--- Exercise materials ---

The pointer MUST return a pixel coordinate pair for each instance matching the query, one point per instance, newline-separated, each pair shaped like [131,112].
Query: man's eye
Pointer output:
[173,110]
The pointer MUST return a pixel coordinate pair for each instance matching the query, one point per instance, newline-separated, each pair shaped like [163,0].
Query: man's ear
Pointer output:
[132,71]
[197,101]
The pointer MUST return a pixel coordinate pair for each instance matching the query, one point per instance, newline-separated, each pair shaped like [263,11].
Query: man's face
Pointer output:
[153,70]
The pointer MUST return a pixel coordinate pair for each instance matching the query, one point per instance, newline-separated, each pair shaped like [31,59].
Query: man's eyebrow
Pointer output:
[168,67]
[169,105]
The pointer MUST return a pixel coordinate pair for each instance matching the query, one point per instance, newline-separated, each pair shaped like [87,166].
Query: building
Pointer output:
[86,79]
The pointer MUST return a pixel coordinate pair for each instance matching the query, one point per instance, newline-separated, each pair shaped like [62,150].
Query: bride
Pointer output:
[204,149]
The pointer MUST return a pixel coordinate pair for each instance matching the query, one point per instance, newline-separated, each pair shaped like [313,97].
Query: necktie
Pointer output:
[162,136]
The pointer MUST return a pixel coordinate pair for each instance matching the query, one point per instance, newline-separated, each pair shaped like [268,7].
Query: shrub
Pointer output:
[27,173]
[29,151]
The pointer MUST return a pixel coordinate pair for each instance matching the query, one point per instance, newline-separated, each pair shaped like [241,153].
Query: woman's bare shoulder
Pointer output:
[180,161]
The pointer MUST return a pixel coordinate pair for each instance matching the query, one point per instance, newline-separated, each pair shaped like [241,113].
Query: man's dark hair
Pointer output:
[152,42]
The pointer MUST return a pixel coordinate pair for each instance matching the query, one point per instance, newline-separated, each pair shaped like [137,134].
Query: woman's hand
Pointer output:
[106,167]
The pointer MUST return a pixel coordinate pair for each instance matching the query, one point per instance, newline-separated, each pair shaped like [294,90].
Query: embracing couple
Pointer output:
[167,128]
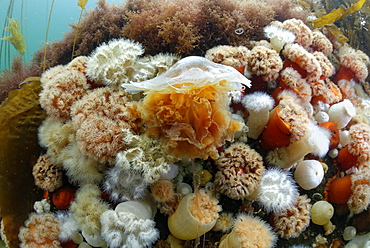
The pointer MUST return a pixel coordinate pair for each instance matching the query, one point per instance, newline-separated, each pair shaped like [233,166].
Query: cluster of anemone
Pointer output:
[120,117]
[240,170]
[48,176]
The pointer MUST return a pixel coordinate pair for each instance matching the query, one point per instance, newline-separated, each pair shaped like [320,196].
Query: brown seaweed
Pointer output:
[20,117]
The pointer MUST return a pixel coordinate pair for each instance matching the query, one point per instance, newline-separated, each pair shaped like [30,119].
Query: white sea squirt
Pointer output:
[189,71]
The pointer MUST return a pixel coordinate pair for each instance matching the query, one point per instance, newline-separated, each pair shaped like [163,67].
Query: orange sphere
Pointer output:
[339,190]
[63,197]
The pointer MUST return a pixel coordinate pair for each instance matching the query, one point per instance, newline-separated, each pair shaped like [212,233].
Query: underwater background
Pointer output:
[33,16]
[21,115]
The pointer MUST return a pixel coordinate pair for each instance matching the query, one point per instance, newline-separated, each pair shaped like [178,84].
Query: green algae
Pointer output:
[20,117]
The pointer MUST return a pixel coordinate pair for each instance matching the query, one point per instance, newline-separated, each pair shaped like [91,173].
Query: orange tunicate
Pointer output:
[335,138]
[276,133]
[63,197]
[339,189]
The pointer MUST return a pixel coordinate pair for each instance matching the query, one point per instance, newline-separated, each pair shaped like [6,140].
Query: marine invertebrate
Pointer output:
[290,79]
[321,43]
[359,141]
[309,174]
[180,106]
[304,62]
[144,156]
[338,190]
[288,123]
[321,214]
[277,190]
[294,220]
[48,176]
[303,34]
[359,200]
[352,65]
[349,233]
[249,231]
[228,55]
[196,214]
[123,184]
[335,135]
[113,63]
[224,222]
[98,119]
[162,190]
[61,91]
[63,197]
[240,170]
[86,210]
[264,62]
[258,105]
[40,230]
[130,224]
[278,37]
[316,141]
[341,113]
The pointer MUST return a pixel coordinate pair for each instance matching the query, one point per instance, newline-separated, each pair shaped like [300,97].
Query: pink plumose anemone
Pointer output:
[249,231]
[264,62]
[40,230]
[325,91]
[61,91]
[303,34]
[303,61]
[326,66]
[353,64]
[321,43]
[294,220]
[290,79]
[99,118]
[162,190]
[241,168]
[228,55]
[47,175]
[359,200]
[277,190]
[359,141]
[187,107]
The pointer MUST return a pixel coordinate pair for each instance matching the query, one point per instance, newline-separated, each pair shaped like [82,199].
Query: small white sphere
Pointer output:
[349,233]
[184,189]
[333,153]
[322,117]
[309,174]
[277,190]
[344,137]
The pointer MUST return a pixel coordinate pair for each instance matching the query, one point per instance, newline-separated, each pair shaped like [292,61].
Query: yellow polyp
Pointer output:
[17,39]
[205,176]
[337,14]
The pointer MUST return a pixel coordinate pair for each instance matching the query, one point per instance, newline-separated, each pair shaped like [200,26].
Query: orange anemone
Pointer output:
[338,190]
[276,133]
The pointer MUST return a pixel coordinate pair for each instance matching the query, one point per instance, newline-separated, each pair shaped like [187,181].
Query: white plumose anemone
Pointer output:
[277,190]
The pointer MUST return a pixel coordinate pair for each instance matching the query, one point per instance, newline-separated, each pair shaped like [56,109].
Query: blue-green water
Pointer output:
[33,16]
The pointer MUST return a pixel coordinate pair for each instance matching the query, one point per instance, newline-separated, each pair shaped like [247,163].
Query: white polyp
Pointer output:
[349,233]
[333,153]
[341,113]
[322,117]
[344,137]
[184,189]
[309,174]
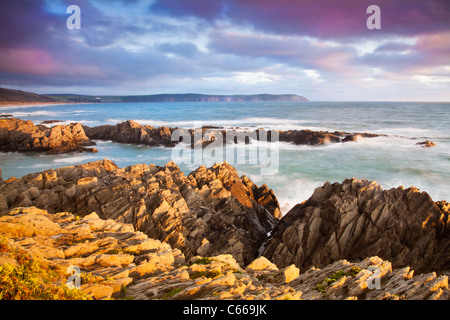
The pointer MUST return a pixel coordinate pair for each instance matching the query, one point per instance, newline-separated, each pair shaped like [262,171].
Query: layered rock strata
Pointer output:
[115,261]
[19,135]
[211,211]
[357,219]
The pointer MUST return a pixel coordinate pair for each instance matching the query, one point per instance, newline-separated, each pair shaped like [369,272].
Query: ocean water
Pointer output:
[391,161]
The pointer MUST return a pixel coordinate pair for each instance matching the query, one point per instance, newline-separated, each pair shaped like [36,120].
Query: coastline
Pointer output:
[24,104]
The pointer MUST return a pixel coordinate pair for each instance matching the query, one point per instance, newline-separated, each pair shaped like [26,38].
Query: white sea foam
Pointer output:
[73,159]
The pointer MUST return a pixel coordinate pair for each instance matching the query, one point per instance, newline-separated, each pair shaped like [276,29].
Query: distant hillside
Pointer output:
[187,97]
[10,96]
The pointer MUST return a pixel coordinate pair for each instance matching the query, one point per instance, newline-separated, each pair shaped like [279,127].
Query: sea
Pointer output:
[392,160]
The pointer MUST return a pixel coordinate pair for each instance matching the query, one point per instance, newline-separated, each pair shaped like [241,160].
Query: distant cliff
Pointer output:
[10,96]
[188,97]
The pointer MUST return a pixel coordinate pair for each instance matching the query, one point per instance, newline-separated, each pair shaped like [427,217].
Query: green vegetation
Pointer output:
[31,279]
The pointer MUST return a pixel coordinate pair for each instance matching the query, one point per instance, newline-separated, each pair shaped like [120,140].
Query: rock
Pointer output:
[19,135]
[27,222]
[205,278]
[133,132]
[211,211]
[357,219]
[290,273]
[261,264]
[426,144]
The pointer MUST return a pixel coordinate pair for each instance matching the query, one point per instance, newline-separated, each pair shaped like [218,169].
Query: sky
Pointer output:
[321,49]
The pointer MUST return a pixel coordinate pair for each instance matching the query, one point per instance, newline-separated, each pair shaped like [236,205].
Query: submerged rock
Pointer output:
[426,144]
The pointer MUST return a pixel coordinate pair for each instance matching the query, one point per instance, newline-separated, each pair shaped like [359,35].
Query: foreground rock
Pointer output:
[109,255]
[357,219]
[114,261]
[18,135]
[209,212]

---

[Task prompt] Filter the lines above so that only those with the string "green" remain, then copy them.

[Response below]
Query: green algae
Query: blue-green water
Query: green vegetation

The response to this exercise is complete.